_Record set_.

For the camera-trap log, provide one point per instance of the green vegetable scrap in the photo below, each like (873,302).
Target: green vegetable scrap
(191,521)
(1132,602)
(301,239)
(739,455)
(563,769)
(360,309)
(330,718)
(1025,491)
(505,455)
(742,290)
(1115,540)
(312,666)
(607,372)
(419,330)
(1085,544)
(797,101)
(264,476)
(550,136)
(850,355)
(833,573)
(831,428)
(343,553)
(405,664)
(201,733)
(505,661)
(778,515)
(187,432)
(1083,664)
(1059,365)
* * *
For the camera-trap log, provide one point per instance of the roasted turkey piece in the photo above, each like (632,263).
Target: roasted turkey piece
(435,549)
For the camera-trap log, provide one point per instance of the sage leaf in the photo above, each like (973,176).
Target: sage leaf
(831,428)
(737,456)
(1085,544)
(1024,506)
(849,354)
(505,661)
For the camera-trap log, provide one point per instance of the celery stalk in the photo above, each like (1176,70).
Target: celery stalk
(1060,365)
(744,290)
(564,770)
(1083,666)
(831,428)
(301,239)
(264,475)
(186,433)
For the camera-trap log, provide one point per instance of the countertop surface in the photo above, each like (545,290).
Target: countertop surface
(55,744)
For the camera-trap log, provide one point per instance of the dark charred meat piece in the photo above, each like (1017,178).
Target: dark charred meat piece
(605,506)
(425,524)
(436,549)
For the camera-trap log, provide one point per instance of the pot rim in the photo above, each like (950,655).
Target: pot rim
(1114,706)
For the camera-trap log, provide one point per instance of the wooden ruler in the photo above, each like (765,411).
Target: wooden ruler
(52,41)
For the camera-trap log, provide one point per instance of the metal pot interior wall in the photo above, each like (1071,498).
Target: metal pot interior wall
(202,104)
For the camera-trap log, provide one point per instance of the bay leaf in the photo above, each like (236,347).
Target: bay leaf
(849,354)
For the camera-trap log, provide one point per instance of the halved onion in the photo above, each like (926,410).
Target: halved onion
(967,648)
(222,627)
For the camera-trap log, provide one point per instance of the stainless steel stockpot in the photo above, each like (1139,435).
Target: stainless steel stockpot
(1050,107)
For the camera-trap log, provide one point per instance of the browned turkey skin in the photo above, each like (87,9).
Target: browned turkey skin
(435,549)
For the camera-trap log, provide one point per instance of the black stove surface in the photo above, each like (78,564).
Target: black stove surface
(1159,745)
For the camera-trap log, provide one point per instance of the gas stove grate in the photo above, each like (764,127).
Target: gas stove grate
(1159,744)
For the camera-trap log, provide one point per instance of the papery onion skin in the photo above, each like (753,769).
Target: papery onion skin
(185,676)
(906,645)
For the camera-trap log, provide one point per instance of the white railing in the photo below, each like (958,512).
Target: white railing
* * *
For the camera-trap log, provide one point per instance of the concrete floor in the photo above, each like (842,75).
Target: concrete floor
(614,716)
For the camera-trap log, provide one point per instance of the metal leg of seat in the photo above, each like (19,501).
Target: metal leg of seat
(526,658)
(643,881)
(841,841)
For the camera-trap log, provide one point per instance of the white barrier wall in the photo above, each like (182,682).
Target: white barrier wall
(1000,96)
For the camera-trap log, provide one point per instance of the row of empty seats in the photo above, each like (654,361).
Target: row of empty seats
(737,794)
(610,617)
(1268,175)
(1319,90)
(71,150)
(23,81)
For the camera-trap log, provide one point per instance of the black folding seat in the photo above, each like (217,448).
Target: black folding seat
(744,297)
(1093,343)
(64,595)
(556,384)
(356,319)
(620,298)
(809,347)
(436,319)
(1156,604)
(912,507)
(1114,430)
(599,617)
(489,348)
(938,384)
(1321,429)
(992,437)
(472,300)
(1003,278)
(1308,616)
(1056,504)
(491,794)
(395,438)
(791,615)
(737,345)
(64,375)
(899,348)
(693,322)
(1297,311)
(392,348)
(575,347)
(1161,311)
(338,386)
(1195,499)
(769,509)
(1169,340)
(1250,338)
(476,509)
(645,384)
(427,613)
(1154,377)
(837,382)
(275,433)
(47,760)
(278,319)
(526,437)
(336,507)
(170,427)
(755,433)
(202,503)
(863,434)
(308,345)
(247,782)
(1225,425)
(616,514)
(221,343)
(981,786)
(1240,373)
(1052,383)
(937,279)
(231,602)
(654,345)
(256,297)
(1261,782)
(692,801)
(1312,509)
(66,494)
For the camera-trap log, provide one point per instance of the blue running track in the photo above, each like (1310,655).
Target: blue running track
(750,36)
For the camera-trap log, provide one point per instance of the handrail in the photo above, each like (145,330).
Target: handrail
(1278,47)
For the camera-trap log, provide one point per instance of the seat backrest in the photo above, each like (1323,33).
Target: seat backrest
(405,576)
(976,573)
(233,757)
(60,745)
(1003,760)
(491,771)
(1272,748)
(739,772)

_Exercise task_.
Filter the lines above, keeping only those that contain the word "grate", and copy each one unchanged.

_Answer_.
For the camera-trap log, provide one point per instance of the gas stove grate in the photo above, each like (764,127).
Target: gas stove grate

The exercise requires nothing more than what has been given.